Provided data:
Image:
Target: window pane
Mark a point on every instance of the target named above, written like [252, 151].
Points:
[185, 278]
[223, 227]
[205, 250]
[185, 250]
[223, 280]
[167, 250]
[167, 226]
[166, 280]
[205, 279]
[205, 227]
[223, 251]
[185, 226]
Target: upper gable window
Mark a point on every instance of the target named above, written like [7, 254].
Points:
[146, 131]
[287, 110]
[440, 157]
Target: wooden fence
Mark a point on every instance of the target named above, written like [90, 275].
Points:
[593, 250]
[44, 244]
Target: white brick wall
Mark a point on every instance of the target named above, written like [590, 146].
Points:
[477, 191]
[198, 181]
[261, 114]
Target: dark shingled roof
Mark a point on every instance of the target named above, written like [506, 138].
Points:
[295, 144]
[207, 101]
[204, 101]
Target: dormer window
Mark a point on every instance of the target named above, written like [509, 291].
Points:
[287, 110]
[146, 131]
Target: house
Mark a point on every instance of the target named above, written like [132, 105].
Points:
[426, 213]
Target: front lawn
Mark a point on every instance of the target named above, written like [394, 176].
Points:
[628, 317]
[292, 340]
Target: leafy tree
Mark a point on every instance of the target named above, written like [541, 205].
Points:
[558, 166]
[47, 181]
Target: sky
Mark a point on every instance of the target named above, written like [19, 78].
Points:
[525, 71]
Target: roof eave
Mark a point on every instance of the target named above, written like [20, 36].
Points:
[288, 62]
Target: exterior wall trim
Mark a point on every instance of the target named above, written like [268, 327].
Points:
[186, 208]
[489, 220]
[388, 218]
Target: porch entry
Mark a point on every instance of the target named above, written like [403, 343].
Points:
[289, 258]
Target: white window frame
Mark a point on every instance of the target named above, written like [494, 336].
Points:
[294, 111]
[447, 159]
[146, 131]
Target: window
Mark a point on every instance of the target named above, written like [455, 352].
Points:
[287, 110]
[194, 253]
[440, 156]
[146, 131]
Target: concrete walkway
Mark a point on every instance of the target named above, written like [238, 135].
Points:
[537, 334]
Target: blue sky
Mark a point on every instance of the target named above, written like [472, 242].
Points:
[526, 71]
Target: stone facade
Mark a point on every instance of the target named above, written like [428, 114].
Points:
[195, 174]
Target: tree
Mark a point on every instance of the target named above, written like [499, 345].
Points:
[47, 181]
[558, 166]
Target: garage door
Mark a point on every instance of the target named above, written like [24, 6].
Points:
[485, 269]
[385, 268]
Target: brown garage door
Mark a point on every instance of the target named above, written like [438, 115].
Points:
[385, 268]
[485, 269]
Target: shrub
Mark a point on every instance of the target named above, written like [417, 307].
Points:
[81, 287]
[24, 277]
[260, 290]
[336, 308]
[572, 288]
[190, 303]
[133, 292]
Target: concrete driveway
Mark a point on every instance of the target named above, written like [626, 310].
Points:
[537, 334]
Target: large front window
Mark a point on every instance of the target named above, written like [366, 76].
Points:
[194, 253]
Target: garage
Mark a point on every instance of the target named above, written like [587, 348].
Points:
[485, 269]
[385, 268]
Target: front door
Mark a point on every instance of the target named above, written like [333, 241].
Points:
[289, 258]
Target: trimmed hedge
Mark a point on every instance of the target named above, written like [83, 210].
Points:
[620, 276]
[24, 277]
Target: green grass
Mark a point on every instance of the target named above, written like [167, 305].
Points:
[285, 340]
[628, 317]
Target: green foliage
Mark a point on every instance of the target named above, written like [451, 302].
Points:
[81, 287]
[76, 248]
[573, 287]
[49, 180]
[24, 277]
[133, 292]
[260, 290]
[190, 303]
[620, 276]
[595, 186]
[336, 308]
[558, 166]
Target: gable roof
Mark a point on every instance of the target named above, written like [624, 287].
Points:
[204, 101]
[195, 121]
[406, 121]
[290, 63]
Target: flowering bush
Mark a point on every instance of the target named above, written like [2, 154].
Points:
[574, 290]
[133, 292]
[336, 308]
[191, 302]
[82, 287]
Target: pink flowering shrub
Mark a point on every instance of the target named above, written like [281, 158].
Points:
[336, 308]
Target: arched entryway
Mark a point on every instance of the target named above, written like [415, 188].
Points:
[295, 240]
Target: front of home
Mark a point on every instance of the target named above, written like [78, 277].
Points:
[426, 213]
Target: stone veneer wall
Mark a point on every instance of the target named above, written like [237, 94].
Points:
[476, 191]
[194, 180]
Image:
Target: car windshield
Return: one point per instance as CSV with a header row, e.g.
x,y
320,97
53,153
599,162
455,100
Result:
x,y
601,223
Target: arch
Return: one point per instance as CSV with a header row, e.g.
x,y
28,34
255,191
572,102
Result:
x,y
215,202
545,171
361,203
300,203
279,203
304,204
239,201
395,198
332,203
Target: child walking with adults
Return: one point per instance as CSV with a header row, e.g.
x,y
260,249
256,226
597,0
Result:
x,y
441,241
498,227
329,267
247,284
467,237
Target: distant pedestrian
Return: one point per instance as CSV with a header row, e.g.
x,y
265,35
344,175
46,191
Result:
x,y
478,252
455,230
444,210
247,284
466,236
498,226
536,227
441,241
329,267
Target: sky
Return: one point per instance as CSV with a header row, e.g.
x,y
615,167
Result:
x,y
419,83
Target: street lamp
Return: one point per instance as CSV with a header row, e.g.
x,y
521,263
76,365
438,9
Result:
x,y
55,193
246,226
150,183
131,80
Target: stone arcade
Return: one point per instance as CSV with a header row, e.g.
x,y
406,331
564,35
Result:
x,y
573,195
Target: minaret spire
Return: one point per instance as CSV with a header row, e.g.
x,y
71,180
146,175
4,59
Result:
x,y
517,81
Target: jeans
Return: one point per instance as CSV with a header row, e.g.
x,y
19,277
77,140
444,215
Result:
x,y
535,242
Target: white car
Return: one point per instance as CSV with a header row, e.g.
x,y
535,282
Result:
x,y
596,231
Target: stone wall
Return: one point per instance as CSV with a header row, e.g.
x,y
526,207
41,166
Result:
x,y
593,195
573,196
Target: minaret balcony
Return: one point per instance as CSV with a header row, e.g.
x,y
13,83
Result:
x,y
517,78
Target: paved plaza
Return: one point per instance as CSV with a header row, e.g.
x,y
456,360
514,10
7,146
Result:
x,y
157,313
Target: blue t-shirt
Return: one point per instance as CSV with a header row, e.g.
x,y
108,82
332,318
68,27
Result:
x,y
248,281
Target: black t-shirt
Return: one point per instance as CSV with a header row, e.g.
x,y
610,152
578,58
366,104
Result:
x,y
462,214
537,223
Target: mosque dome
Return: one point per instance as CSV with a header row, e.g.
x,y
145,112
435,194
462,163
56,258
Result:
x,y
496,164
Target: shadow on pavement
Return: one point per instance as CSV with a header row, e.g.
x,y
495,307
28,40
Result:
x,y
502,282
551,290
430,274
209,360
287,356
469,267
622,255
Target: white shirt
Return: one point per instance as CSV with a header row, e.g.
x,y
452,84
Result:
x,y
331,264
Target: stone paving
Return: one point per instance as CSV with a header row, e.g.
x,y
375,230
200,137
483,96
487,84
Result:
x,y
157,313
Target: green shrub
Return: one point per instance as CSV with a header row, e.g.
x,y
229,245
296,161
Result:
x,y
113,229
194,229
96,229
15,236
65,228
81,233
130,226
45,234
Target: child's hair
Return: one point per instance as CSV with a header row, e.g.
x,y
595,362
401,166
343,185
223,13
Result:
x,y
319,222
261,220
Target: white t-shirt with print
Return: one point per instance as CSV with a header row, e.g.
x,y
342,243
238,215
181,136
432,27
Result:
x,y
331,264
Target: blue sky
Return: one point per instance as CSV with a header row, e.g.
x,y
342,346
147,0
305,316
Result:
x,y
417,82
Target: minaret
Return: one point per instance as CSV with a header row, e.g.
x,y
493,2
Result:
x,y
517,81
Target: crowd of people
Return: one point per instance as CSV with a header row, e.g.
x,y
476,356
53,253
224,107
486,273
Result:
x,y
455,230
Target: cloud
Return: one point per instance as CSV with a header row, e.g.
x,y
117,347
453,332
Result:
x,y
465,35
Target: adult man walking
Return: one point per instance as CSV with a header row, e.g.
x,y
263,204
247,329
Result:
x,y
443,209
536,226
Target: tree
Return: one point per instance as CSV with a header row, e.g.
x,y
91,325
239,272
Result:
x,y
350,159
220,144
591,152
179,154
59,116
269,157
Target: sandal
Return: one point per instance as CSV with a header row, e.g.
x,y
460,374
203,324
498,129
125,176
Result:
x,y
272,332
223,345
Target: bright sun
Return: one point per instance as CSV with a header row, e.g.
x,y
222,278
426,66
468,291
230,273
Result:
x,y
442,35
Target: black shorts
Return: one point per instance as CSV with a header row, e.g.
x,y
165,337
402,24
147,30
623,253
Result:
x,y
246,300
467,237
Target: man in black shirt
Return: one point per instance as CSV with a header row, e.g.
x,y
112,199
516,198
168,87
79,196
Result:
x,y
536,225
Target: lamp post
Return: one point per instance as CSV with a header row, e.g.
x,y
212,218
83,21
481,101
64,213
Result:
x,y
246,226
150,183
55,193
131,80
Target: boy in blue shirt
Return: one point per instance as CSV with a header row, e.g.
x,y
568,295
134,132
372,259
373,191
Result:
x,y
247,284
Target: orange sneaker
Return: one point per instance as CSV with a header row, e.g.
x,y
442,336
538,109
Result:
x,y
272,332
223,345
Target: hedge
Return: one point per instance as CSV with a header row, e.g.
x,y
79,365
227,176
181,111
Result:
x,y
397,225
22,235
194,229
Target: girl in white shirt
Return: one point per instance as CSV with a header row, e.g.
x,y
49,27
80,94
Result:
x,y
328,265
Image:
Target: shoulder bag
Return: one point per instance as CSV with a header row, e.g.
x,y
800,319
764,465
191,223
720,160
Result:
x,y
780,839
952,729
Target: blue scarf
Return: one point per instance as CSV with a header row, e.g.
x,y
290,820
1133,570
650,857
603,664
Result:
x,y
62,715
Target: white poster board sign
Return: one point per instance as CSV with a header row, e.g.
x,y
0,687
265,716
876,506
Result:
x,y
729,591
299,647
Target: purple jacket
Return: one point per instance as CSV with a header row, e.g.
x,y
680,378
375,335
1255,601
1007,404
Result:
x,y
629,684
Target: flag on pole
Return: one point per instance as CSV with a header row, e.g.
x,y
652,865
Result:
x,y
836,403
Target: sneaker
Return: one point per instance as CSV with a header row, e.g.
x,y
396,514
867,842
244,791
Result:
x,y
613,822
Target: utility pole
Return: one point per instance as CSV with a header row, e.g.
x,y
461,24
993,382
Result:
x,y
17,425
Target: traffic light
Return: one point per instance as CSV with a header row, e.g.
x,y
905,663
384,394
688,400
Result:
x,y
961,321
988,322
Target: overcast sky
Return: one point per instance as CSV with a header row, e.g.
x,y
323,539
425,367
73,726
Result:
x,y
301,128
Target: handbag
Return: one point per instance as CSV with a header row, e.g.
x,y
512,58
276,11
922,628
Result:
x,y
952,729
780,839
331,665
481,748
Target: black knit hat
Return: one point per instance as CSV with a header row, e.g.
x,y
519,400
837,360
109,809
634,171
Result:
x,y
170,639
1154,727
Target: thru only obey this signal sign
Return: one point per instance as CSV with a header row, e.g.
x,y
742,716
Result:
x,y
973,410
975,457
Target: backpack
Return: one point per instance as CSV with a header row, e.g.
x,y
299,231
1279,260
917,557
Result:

Short task:
Reproduce the lines from the one containing "Target: black knit hat" through the final line above, with both of these lines included.

Response to this exercise:
Target: black knit hat
Return: one point per instance as CSV with a header row, e.g.
x,y
519,400
837,360
109,809
634,171
Result:
x,y
170,639
1154,727
Target: thru only obey this signal sign
Return: one point per instance as CSV with a header row, e.g.
x,y
742,716
Result:
x,y
973,410
975,457
Target: backpack
Return: one point per instance as CSV with a header row, e.g.
x,y
299,231
1279,260
917,557
Result:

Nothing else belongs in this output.